• DESCRIPTION OF THE TASK
Your answer should consist only of the lines below from the one with "Detection request: steam cloud" through the one with "Detection request: yellow mineral deposit", copied exactly.
..............................
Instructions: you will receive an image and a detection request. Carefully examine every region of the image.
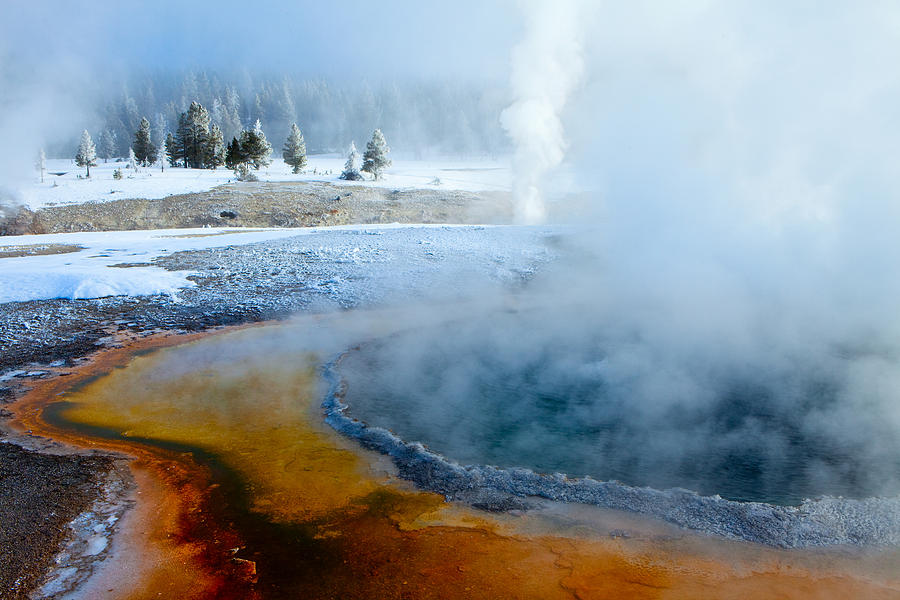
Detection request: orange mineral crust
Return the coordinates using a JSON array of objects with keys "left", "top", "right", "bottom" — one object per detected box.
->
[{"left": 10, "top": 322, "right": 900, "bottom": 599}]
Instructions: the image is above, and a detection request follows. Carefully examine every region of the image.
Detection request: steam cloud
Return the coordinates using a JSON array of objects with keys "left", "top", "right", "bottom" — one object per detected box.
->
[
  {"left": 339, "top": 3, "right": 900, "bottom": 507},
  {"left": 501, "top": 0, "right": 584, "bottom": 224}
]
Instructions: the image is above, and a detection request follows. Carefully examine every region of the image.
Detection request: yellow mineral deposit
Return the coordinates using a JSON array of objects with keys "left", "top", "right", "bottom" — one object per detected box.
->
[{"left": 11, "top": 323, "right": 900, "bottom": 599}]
..............................
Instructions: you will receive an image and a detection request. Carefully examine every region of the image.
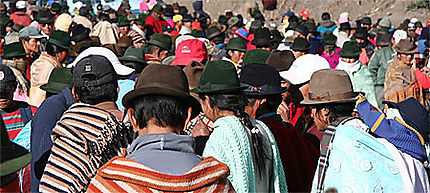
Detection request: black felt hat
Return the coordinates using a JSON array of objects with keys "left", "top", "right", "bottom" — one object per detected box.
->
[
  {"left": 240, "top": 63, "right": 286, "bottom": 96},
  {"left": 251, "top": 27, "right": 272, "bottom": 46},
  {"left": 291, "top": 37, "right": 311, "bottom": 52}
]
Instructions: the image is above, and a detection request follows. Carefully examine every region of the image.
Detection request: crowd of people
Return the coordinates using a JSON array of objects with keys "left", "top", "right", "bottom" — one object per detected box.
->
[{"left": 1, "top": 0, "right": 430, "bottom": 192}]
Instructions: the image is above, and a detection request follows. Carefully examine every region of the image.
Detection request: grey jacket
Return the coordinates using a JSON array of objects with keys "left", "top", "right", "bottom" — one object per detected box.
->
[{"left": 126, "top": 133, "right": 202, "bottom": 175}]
..............................
• ANSWER TO THIS TASK
Detection request: steam cloud
Return the coordinates using a JSON array of objects with keys "left", "top", "right", "bottom" — one object per detected box.
->
[
  {"left": 339, "top": 3, "right": 900, "bottom": 507},
  {"left": 501, "top": 0, "right": 584, "bottom": 224}
]
Instructions: the image is above, and a detection request follows. Carefully examine every region of the image.
Detection request: yellow mineral deposit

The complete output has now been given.